▸ EXERCISE DETAILS: Return nothing but the lines from the line containing "Target: dried flower" through the last line of the records, reproduced exactly.

▸ INPUT ROWS:
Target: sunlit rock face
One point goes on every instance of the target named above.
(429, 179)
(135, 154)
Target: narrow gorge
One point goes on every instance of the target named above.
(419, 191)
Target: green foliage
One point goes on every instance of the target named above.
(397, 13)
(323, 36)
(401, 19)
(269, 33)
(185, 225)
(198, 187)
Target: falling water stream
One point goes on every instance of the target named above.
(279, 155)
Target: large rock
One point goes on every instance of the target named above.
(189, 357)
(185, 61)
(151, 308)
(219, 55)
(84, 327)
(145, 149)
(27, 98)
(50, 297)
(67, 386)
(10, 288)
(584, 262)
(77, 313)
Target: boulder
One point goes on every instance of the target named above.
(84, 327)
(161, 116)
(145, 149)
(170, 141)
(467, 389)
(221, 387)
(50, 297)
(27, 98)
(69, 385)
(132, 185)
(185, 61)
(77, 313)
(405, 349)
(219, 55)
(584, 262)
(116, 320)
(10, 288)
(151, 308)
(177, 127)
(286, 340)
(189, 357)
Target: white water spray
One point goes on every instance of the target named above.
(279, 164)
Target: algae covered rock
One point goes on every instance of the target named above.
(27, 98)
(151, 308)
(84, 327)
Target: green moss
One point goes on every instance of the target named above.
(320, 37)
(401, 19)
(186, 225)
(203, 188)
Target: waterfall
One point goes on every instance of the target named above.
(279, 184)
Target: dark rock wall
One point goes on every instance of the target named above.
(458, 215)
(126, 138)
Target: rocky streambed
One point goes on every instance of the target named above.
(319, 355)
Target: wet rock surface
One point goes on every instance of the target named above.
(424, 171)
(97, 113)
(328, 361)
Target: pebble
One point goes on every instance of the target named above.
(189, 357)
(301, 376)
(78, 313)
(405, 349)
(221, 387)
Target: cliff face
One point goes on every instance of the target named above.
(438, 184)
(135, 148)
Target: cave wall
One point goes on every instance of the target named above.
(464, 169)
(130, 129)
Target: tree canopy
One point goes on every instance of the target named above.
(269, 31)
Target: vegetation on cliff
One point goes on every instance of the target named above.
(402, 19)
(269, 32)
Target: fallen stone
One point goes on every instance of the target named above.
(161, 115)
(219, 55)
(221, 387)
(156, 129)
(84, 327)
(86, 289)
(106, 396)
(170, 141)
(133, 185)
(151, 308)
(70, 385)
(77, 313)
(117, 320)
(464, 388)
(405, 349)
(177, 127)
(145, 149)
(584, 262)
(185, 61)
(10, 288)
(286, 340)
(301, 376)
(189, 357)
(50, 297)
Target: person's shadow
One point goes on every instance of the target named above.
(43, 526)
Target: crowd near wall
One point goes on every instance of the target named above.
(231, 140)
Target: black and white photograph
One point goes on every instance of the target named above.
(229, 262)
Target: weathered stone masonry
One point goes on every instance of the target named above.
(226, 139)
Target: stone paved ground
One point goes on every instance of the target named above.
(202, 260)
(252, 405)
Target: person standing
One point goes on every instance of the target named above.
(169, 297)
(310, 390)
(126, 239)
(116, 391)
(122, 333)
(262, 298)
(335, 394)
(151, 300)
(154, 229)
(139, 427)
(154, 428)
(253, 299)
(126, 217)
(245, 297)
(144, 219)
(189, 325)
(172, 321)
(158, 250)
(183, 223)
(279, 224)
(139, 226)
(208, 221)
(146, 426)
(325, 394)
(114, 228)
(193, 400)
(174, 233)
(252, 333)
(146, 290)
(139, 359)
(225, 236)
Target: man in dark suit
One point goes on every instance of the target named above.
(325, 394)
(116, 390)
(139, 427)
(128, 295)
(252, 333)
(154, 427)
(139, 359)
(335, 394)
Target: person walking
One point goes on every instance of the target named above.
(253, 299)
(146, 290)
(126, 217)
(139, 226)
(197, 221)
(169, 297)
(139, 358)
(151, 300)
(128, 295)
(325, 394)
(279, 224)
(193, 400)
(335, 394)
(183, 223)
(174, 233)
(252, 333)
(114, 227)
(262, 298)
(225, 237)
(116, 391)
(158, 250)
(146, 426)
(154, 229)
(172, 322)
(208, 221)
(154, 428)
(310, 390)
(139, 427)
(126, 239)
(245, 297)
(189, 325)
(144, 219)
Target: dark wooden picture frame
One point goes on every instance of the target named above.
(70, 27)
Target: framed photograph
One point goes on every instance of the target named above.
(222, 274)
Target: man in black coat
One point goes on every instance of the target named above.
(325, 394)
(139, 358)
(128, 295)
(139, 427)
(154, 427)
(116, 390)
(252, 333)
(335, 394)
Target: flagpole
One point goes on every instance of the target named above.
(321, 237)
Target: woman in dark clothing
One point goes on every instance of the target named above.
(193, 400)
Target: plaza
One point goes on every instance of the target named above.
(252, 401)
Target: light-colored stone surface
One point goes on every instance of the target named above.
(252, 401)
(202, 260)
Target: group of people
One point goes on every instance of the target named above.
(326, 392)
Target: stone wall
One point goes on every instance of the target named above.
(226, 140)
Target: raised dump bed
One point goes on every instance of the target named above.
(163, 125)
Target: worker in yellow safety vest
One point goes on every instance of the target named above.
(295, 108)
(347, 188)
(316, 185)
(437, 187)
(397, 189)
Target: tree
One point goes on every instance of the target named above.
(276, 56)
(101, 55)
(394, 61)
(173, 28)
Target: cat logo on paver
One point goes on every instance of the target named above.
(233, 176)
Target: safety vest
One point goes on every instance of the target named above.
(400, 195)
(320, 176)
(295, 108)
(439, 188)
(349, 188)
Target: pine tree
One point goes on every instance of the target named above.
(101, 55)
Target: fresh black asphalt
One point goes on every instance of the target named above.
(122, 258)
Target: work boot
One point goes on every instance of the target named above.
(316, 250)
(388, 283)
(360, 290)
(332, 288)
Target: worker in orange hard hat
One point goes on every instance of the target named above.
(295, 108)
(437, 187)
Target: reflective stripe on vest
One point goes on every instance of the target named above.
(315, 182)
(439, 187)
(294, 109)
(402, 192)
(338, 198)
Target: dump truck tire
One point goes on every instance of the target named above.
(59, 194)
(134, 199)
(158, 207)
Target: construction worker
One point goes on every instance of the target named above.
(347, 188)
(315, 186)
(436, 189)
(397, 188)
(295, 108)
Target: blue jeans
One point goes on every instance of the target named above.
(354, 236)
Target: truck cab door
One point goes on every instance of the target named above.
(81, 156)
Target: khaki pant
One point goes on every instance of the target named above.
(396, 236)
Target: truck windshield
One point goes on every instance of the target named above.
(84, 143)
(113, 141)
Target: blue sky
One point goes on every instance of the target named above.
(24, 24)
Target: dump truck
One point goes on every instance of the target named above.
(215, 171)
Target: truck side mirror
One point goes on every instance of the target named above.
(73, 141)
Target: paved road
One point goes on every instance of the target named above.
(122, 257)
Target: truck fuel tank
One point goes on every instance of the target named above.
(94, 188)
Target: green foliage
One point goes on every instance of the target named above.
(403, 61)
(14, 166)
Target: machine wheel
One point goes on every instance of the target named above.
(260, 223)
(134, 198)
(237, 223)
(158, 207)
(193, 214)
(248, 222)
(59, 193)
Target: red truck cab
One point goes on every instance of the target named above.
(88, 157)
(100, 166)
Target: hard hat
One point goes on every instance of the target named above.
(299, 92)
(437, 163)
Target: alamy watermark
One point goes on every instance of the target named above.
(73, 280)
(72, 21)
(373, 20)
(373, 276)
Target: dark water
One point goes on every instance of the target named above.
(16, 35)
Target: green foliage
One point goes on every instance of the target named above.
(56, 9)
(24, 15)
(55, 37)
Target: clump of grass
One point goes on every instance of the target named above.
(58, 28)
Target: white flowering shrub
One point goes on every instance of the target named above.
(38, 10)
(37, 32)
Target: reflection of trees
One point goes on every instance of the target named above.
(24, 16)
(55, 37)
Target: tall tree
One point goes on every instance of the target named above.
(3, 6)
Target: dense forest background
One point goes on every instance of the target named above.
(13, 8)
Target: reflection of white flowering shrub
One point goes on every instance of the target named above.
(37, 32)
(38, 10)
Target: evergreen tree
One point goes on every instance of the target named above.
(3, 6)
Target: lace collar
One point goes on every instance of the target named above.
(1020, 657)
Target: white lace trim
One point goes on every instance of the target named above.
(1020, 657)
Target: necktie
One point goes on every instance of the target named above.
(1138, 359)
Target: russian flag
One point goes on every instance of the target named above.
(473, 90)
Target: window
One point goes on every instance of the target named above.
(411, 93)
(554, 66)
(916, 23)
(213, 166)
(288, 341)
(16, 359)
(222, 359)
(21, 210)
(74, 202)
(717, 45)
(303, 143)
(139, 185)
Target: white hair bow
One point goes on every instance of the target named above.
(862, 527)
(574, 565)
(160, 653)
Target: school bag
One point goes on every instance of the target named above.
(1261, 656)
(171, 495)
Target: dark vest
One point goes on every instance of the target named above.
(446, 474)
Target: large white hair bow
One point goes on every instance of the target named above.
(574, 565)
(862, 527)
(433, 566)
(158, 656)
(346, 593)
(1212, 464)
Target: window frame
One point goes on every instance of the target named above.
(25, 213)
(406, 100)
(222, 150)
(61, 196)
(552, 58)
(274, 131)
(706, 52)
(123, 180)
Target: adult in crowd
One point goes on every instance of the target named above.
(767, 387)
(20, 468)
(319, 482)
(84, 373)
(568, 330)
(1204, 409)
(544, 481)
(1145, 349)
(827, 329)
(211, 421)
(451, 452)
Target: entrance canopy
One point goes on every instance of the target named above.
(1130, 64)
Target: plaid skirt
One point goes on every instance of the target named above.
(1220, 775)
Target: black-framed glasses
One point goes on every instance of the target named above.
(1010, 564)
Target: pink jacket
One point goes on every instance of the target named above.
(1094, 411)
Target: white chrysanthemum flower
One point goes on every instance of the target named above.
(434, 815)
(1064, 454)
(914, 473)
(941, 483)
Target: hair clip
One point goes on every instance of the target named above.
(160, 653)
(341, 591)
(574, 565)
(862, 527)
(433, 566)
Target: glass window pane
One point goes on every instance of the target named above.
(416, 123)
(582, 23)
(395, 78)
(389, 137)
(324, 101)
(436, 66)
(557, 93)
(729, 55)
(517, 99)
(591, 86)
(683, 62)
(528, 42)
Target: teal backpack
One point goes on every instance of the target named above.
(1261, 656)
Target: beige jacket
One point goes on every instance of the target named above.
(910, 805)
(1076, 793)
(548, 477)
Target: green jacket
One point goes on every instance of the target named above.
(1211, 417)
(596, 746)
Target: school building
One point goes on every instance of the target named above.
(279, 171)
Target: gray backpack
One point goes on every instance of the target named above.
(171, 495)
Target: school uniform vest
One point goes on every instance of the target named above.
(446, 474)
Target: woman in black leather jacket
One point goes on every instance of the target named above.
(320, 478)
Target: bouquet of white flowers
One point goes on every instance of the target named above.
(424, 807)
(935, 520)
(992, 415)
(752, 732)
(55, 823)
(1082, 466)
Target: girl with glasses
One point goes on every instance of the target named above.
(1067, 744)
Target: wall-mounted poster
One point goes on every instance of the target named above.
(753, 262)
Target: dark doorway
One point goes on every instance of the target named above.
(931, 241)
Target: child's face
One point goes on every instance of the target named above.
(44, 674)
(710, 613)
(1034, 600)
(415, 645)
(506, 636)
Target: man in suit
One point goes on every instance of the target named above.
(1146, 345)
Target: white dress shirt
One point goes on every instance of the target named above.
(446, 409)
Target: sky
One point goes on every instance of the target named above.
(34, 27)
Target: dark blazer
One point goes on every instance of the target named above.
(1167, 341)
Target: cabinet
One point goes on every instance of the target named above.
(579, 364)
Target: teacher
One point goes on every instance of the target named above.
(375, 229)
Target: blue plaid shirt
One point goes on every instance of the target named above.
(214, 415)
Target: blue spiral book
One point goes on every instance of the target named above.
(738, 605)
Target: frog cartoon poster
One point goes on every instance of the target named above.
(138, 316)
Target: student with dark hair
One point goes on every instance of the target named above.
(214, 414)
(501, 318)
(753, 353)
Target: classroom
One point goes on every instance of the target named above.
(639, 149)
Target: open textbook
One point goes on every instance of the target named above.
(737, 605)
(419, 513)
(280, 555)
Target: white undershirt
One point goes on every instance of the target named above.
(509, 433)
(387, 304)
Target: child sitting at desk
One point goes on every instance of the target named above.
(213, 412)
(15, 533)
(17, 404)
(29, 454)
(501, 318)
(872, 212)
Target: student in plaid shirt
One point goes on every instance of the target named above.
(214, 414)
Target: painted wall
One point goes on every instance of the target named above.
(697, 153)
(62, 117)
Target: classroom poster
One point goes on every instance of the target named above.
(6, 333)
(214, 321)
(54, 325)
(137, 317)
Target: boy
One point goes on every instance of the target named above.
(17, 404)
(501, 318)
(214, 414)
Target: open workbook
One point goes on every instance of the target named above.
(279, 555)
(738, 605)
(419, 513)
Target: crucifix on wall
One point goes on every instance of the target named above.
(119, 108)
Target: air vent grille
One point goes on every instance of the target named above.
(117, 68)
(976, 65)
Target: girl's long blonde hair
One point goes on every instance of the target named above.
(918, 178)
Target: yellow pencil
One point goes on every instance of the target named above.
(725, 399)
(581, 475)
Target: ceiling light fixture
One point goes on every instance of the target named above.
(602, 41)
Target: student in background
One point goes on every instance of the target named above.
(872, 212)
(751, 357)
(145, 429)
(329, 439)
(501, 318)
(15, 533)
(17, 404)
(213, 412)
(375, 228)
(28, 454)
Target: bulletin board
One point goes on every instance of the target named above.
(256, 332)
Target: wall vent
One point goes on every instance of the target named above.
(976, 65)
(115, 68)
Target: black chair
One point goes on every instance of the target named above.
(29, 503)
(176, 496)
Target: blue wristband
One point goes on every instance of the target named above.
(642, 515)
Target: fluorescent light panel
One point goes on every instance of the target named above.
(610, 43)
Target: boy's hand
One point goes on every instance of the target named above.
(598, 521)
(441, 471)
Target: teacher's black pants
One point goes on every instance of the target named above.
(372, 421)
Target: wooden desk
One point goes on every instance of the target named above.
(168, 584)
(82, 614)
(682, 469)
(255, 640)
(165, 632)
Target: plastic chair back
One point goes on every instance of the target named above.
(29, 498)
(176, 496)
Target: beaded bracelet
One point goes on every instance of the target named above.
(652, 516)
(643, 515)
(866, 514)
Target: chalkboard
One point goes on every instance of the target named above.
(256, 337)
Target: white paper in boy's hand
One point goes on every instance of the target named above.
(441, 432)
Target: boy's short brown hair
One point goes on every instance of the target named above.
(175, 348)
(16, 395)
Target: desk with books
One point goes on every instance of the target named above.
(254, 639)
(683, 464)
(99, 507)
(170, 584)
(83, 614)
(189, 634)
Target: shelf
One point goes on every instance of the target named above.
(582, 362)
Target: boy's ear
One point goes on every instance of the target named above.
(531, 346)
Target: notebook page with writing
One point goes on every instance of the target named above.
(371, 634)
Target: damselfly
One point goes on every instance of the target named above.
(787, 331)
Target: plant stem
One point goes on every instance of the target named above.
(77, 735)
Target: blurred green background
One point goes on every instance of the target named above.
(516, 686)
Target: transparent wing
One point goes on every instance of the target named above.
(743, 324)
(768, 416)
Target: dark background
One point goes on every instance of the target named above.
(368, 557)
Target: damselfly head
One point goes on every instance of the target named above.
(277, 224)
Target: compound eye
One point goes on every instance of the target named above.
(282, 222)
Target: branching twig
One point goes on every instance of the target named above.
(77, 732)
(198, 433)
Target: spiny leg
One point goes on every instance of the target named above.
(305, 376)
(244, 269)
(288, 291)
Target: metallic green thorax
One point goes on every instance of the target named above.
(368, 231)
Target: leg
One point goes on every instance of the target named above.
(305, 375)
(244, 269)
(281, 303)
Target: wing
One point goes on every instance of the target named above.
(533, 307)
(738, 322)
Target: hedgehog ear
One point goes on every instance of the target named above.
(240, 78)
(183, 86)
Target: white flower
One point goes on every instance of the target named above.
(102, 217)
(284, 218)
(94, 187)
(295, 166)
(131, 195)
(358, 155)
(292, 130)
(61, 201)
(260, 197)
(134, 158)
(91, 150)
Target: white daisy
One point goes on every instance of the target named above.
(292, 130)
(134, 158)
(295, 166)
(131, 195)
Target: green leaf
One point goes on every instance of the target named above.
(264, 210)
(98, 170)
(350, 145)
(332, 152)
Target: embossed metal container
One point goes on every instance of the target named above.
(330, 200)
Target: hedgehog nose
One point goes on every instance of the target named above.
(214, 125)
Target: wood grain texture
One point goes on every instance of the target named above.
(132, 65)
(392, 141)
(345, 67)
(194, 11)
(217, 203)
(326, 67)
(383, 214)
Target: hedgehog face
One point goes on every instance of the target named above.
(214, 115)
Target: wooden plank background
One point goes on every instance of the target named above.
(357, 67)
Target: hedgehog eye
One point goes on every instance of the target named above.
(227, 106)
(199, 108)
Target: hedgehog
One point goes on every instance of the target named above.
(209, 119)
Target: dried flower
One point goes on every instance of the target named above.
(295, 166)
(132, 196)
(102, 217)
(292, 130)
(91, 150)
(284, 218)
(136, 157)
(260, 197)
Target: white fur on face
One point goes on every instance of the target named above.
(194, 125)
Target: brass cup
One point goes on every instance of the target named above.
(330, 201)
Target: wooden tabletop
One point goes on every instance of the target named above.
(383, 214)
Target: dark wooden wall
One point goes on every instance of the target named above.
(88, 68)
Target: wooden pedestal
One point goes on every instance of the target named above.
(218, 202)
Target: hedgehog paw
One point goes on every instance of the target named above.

▸ EXERCISE ANSWER:
Target: dried flower
One point goes on every instance of the target named above.
(295, 166)
(132, 196)
(102, 217)
(292, 130)
(91, 150)
(284, 218)
(136, 157)
(260, 197)
Target: white fur on face
One point goes on every instance of the target named above.
(194, 125)
Target: brass cup
One point goes on every instance of the target named above.
(330, 201)
Target: wooden tabletop
One point goes on every instance of the target named above.
(383, 214)
Target: dark wooden wall
One point goes on every instance of the target named above.
(88, 68)
Target: wooden pedestal
One point goes on every instance of the target named above.
(218, 202)
Target: hedgehog paw
One point goes on every instance of the target named above.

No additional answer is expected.